* [Data for the task]:
§

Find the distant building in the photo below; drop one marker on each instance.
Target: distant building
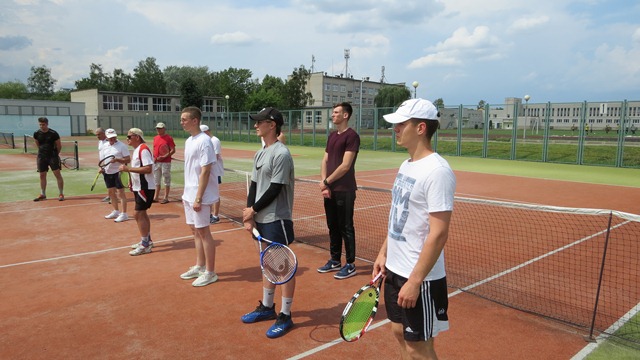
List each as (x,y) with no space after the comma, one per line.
(117,109)
(328,90)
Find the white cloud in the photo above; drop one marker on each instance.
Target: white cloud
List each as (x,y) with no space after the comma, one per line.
(237,37)
(461,48)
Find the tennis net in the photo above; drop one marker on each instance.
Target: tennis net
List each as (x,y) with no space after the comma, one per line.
(7,140)
(68,156)
(577,266)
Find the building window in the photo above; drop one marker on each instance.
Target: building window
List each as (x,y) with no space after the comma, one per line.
(112,102)
(138,103)
(162,104)
(208,105)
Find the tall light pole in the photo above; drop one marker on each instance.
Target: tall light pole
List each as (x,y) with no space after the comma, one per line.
(225,112)
(526,102)
(415,88)
(360,107)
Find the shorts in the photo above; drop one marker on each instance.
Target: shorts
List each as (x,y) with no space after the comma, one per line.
(143,199)
(162,170)
(280,231)
(113,181)
(198,219)
(428,317)
(44,163)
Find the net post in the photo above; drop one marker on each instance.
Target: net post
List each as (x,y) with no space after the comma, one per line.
(75,154)
(604,257)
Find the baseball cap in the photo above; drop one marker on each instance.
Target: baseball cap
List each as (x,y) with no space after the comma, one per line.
(269,114)
(138,132)
(413,109)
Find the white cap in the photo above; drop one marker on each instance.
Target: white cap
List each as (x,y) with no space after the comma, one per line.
(413,109)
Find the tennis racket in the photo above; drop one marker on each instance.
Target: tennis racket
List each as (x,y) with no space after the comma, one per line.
(360,311)
(278,262)
(102,164)
(70,163)
(164,151)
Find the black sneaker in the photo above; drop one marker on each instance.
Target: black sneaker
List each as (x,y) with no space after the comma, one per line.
(347,271)
(330,266)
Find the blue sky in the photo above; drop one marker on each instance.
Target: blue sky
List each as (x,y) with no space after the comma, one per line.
(461,51)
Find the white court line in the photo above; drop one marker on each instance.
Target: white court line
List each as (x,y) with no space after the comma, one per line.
(466,288)
(105,250)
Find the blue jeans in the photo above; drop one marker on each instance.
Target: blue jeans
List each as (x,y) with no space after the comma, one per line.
(339,211)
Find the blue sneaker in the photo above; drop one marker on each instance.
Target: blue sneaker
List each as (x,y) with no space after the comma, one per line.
(261,313)
(331,265)
(347,271)
(282,326)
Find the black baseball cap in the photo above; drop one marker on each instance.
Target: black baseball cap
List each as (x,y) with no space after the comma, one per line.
(269,113)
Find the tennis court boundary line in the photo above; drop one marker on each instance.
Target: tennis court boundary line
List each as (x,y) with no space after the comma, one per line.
(468,287)
(105,250)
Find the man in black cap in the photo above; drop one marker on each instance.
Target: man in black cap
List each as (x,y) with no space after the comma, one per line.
(269,210)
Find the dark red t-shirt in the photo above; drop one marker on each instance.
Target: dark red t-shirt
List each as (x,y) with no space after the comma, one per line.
(337,145)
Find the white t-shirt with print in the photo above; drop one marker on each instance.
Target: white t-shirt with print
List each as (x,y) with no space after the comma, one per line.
(198,152)
(141,158)
(421,187)
(217,148)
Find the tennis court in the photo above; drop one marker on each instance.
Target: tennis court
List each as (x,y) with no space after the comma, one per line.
(70,289)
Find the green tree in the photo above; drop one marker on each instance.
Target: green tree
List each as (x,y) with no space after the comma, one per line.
(13,90)
(120,81)
(391,96)
(97,79)
(191,93)
(237,83)
(294,89)
(175,75)
(41,82)
(268,93)
(148,78)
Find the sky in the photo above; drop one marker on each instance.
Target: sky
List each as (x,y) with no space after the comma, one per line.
(462,51)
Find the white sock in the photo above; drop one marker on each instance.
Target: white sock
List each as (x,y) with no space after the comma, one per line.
(286,305)
(267,296)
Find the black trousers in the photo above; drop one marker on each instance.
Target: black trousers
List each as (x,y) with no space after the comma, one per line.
(339,212)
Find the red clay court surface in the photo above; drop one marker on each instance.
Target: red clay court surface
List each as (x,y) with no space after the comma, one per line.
(70,290)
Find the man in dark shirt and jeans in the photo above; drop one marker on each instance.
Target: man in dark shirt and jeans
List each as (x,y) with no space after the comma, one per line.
(338,188)
(49,147)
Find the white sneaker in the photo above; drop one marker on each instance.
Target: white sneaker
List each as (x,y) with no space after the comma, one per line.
(114,214)
(205,278)
(140,243)
(140,250)
(193,272)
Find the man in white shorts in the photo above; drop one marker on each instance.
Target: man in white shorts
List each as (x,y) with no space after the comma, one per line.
(412,258)
(218,170)
(200,192)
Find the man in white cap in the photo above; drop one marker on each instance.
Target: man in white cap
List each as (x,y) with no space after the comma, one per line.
(412,257)
(163,148)
(218,171)
(112,175)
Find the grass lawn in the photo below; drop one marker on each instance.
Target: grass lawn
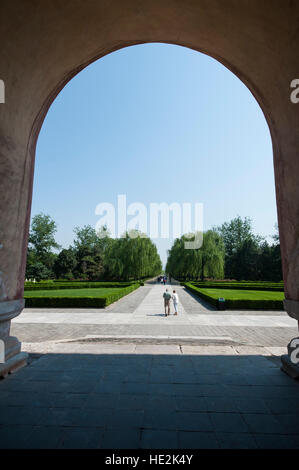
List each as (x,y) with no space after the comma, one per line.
(234,294)
(97,297)
(240,299)
(89,292)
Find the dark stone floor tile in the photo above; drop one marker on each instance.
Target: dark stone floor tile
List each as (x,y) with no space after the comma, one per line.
(228,422)
(157,439)
(236,440)
(197,440)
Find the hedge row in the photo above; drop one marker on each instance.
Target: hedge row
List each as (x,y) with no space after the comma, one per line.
(76,285)
(263,285)
(237,304)
(79,302)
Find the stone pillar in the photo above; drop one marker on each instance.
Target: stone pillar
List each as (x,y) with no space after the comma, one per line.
(13,357)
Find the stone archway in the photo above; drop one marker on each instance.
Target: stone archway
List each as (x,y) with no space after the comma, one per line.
(45,44)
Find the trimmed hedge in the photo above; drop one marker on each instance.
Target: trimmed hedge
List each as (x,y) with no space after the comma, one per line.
(76,285)
(236,304)
(79,302)
(265,286)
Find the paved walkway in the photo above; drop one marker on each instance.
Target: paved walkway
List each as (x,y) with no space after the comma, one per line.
(141,314)
(133,391)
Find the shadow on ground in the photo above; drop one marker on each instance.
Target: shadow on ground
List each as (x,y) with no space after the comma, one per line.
(149,401)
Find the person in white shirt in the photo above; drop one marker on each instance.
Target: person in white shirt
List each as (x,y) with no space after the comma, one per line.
(175,299)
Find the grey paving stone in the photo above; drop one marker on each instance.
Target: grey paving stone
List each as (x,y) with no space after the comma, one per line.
(191,404)
(117,438)
(81,438)
(10,415)
(283,406)
(264,424)
(289,423)
(252,405)
(236,440)
(125,419)
(102,400)
(43,437)
(160,402)
(160,419)
(156,439)
(220,404)
(267,441)
(198,440)
(132,402)
(14,437)
(228,422)
(190,421)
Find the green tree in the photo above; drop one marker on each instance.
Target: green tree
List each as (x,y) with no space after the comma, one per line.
(65,264)
(188,264)
(238,236)
(89,254)
(40,255)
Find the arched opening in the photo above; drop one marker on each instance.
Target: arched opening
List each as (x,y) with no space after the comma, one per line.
(258,44)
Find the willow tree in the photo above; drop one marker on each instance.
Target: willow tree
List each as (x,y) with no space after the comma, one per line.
(207,261)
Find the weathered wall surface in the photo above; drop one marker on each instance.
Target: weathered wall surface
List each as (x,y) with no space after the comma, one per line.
(44,44)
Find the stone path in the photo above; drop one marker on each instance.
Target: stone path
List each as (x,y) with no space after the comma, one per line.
(81,390)
(141,314)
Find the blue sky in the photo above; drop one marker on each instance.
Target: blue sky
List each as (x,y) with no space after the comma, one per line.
(159,123)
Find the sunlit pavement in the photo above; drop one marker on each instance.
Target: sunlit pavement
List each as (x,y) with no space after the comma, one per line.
(202,384)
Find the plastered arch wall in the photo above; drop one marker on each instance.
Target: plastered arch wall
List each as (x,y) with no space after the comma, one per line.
(44,44)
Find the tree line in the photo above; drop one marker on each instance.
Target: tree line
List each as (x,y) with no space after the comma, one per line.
(230,251)
(92,256)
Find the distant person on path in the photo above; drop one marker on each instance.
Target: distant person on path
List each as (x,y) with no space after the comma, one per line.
(175,299)
(167,298)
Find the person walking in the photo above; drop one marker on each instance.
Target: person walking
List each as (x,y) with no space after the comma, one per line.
(167,298)
(175,299)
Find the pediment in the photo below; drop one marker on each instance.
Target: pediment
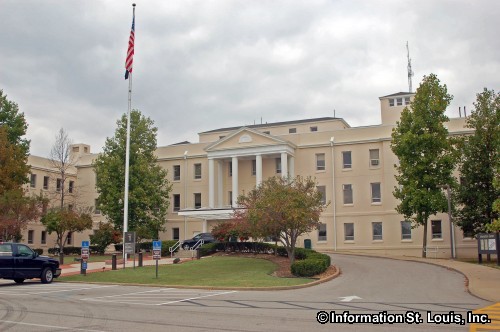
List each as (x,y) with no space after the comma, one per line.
(245,138)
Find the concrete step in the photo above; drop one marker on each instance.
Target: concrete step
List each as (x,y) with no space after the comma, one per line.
(185,254)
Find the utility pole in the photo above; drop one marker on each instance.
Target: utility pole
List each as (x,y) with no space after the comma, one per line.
(410,71)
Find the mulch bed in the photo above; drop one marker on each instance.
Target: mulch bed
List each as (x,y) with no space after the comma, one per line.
(283,270)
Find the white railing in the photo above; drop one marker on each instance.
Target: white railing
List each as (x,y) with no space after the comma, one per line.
(174,248)
(197,244)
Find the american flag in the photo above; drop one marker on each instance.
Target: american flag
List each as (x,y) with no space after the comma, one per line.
(130,51)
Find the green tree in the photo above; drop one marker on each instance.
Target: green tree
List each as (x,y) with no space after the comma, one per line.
(285,208)
(149,188)
(64,221)
(15,124)
(13,164)
(426,154)
(104,236)
(479,165)
(16,210)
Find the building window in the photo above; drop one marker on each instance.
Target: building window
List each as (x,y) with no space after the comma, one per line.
(377,230)
(376,194)
(197,171)
(405,230)
(347,189)
(175,233)
(322,190)
(33,181)
(177,202)
(436,229)
(96,207)
(177,172)
(322,232)
(346,159)
(320,162)
(197,200)
(374,157)
(349,231)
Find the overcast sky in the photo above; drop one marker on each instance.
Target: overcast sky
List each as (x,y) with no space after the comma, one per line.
(202,65)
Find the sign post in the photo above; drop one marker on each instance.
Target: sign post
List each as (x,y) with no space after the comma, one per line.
(129,245)
(85,254)
(156,254)
(488,243)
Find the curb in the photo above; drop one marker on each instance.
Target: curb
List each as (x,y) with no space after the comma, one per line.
(409,259)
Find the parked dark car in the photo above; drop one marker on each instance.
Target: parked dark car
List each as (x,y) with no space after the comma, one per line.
(19,262)
(206,237)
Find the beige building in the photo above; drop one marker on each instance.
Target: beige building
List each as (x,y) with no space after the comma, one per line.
(353,166)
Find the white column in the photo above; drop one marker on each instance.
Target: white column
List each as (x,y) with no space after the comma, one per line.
(219,183)
(211,183)
(284,164)
(235,180)
(258,166)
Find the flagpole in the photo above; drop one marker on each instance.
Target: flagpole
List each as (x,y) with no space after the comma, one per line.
(127,159)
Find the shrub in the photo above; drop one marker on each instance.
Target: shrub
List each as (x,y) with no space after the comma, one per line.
(207,249)
(308,267)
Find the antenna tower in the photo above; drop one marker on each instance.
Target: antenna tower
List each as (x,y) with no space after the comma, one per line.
(410,72)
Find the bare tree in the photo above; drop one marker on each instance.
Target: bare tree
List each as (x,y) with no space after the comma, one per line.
(62,160)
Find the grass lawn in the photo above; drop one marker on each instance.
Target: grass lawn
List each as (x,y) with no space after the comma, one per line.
(70,259)
(210,271)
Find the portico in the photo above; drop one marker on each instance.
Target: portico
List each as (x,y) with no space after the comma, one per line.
(245,144)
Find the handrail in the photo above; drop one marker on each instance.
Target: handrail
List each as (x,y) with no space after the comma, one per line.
(173,248)
(197,244)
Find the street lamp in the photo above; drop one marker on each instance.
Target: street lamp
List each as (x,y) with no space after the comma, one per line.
(452,229)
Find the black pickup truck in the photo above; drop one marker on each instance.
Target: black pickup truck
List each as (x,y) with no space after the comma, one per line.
(18,262)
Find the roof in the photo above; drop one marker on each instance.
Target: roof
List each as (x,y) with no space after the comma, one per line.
(398,94)
(263,125)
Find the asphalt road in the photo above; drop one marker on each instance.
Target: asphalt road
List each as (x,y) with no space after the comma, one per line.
(367,285)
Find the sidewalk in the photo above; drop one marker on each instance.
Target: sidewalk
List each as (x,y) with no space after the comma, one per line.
(483,281)
(92,267)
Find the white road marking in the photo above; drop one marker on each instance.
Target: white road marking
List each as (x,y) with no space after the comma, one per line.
(50,326)
(157,296)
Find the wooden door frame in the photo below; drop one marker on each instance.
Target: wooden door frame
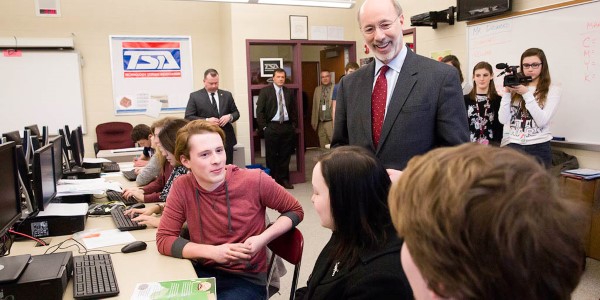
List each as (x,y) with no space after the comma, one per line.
(298,176)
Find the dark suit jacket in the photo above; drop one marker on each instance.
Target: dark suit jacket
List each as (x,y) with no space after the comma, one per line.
(377,275)
(426,111)
(266,106)
(200,107)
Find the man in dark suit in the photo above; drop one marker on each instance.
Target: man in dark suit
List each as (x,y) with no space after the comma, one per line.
(217,106)
(277,116)
(423,107)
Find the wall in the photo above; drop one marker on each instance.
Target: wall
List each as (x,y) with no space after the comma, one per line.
(225,27)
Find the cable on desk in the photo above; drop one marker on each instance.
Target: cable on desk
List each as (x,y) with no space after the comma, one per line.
(79,246)
(28,236)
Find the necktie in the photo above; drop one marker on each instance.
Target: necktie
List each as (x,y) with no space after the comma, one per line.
(378,99)
(212,98)
(280,100)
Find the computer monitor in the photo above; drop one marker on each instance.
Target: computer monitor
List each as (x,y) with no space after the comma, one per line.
(81,147)
(44,184)
(25,181)
(27,149)
(44,139)
(76,150)
(58,153)
(10,197)
(13,136)
(34,130)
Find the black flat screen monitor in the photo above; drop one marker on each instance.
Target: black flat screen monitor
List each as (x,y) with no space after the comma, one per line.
(57,146)
(76,151)
(26,179)
(10,195)
(44,184)
(14,136)
(81,147)
(34,129)
(479,9)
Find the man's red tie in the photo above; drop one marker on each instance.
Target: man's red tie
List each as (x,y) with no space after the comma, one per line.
(378,99)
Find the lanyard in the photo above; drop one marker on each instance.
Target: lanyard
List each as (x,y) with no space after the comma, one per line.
(481,118)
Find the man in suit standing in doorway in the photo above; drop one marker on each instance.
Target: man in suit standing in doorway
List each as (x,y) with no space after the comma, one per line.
(401,104)
(217,106)
(277,116)
(322,109)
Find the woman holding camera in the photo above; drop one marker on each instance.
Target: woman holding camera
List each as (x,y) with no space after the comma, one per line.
(528,108)
(482,105)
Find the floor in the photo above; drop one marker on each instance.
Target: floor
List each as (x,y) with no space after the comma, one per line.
(315,237)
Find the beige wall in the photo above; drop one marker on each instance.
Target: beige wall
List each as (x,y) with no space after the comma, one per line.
(219,33)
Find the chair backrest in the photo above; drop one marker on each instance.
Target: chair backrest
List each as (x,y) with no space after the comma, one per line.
(288,246)
(114,135)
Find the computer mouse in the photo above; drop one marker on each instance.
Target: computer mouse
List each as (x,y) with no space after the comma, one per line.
(137,205)
(134,247)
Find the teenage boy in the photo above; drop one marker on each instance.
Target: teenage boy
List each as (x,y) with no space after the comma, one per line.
(224,207)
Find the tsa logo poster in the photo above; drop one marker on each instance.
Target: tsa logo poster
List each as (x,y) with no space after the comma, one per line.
(151,74)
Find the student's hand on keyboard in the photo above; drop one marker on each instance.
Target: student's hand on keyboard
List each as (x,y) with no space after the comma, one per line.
(135,192)
(147,220)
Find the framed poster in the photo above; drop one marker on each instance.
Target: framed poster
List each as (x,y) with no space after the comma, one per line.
(298,27)
(269,65)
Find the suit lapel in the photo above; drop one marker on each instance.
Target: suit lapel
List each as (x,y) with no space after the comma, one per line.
(404,84)
(364,106)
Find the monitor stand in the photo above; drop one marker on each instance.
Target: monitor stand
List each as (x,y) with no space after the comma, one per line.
(11,267)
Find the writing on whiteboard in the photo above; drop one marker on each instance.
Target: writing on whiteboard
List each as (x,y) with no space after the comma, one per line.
(589,43)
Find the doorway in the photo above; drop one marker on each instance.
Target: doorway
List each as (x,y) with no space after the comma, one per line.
(292,55)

§

* [Written instruction]: Return the lines above, from the one containing "Find the student's" to the end, exactly as they stand.

* [Worked solution]:
Find the student's hand on keyboard in the photo above; drop one marker on each instance.
Target: student's hand on keyboard
List each as (x,y) with no space after the comma, one per line.
(135,192)
(147,220)
Find the framed poster in the photo above; drop one marker on each instance.
Target: framed poster
List each as (x,y) with no space after the comma, one per line.
(298,27)
(269,65)
Find the suit lapel in the photo above; drop one marker on each instance.
Target: suit lapel
List each as (x,y) with no space after the comma, one per line.
(404,84)
(364,106)
Find the monitor stand in the photo above; drop one marker on each instance.
Target: monitor stand
List each as (x,y) with no space after the comma, one per line.
(11,267)
Find the writing on whiteboard in the photo above; drop one marker on each instance.
Target: writing on whiteboard
List each as (x,y) with no space after the comma, one per line.
(589,43)
Find the doorway in the photo above; drop one marker on each instance.
Target: doorway
List each as (x,y) with no space after the comma, one per line.
(292,55)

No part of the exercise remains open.